*RECORDS SUPPLIED*:
— start —

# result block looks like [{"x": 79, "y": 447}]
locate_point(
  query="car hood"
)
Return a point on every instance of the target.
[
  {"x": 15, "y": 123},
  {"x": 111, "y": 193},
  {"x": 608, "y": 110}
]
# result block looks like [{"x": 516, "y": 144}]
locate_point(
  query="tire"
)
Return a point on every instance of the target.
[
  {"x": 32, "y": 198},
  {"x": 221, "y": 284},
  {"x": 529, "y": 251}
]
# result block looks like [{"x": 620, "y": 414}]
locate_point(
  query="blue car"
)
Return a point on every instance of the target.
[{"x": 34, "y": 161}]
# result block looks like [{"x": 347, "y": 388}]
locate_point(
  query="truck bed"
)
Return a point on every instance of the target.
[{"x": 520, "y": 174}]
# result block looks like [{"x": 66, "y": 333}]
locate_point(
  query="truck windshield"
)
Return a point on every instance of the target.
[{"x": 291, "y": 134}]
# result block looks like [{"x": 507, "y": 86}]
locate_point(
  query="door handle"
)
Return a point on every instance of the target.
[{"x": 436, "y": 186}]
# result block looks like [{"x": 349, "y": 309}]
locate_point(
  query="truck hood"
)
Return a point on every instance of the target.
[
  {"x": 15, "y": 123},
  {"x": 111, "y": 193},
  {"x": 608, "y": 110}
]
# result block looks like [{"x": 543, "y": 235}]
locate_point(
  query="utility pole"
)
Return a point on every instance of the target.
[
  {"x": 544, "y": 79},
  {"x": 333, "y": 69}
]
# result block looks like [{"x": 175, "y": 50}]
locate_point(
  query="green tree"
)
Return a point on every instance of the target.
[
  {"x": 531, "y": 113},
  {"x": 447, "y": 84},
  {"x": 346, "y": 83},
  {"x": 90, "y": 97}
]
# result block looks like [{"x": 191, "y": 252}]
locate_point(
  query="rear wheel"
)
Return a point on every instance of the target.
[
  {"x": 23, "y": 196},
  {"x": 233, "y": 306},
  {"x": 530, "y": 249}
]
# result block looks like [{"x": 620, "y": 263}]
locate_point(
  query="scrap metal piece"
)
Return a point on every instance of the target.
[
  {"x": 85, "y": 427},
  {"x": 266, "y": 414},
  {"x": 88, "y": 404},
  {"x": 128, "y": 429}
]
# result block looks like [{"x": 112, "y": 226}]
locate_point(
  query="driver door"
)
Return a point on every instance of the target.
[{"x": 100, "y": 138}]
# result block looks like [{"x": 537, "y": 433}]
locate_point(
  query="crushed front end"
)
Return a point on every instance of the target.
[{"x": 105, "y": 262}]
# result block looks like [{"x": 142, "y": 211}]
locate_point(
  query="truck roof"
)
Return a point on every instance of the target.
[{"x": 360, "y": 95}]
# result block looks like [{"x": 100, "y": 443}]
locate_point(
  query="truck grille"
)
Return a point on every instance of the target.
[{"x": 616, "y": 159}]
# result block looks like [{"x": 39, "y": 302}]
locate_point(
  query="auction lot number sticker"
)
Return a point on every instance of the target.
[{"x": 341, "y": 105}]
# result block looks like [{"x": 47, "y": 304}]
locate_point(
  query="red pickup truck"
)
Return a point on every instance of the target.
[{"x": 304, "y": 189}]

— end —
— start —

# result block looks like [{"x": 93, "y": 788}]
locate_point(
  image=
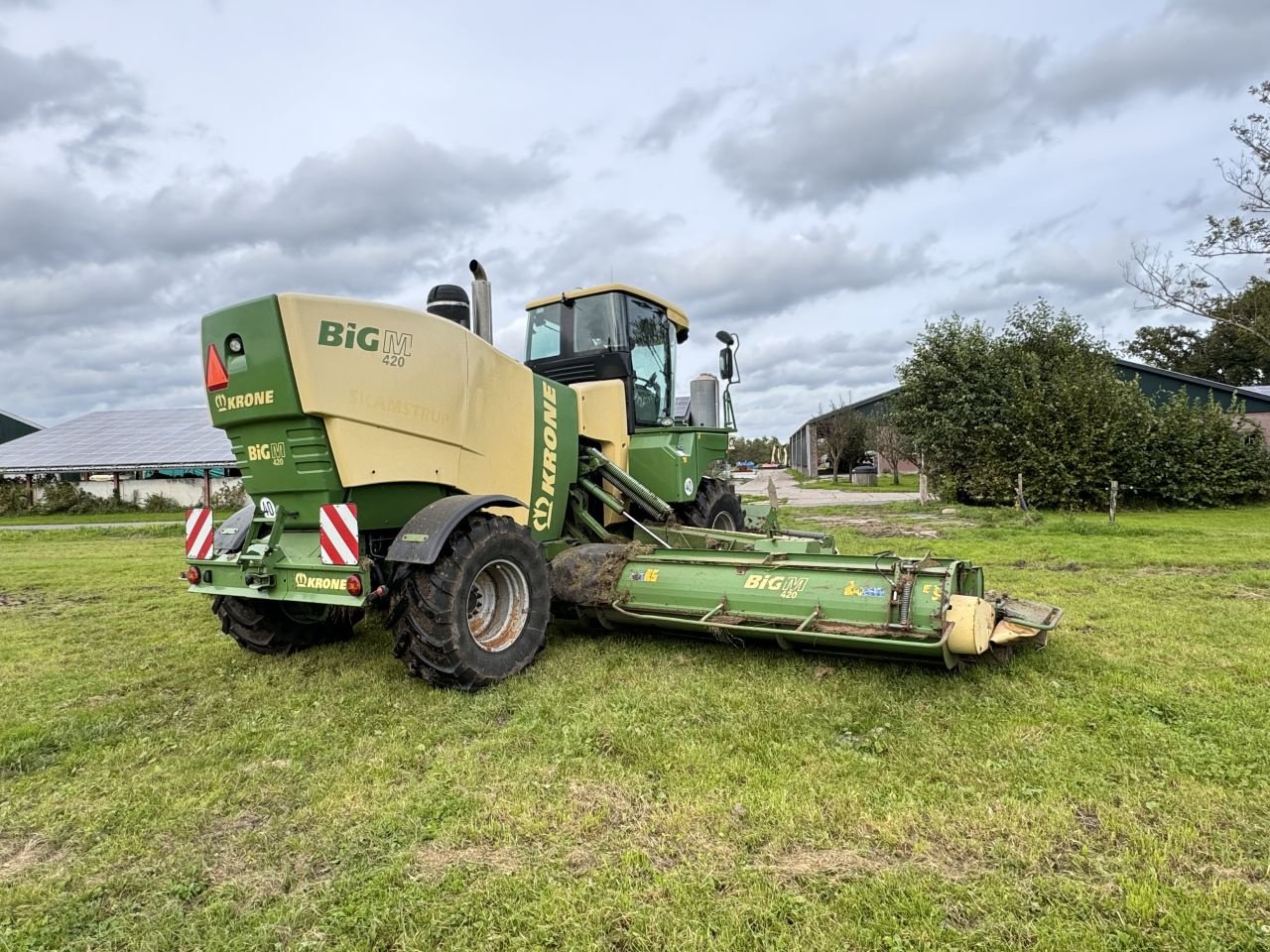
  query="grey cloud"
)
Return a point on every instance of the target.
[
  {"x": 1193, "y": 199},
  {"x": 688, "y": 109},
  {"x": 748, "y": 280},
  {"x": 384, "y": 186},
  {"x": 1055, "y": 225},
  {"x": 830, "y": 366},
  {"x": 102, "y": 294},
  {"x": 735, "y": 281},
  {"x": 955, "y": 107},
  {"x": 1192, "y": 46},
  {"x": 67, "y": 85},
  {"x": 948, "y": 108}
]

— end —
— start —

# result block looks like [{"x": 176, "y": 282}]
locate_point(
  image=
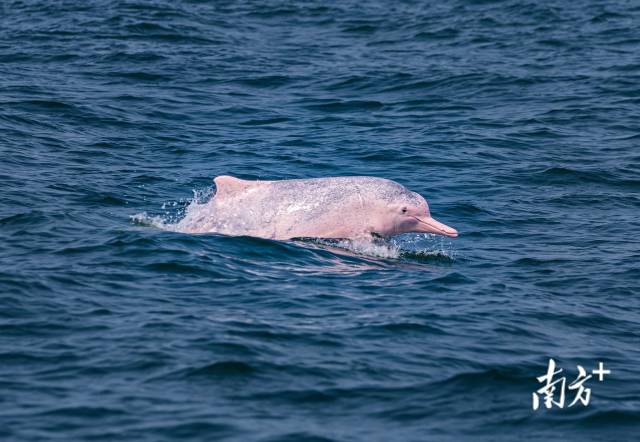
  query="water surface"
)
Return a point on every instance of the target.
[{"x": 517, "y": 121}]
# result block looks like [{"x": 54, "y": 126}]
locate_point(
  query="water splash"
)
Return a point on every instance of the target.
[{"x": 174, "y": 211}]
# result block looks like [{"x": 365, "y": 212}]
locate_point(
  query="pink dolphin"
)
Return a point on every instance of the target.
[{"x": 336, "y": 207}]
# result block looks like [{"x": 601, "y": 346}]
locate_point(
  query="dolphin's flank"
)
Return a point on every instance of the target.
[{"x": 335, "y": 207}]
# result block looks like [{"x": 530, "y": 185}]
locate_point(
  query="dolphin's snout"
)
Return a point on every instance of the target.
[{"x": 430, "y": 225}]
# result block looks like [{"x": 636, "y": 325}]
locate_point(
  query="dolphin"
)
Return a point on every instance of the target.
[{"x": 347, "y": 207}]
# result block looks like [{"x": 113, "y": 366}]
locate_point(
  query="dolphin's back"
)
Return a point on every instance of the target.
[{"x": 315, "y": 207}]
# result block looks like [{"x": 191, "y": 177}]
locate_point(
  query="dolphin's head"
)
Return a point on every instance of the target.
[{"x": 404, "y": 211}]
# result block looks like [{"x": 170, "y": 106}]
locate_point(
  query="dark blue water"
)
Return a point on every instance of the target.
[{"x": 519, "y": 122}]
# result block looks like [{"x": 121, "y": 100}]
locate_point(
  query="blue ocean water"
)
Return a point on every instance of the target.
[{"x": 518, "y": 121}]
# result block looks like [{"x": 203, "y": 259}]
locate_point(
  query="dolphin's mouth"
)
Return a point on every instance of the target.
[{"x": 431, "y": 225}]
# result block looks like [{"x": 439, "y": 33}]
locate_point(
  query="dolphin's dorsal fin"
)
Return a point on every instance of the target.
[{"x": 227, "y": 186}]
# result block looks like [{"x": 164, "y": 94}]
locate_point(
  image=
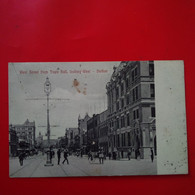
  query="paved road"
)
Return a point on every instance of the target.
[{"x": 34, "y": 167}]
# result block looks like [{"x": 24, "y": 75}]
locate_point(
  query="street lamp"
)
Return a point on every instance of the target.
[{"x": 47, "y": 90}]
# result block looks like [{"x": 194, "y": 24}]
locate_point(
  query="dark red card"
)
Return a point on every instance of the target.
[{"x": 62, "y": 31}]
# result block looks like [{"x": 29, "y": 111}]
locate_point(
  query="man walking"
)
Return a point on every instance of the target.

— end —

*TASK BRIEF*:
Gather every line of the data above that contains the string "door". Case counts.

*THE REPLY*:
  query="door handle"
  query="driver door"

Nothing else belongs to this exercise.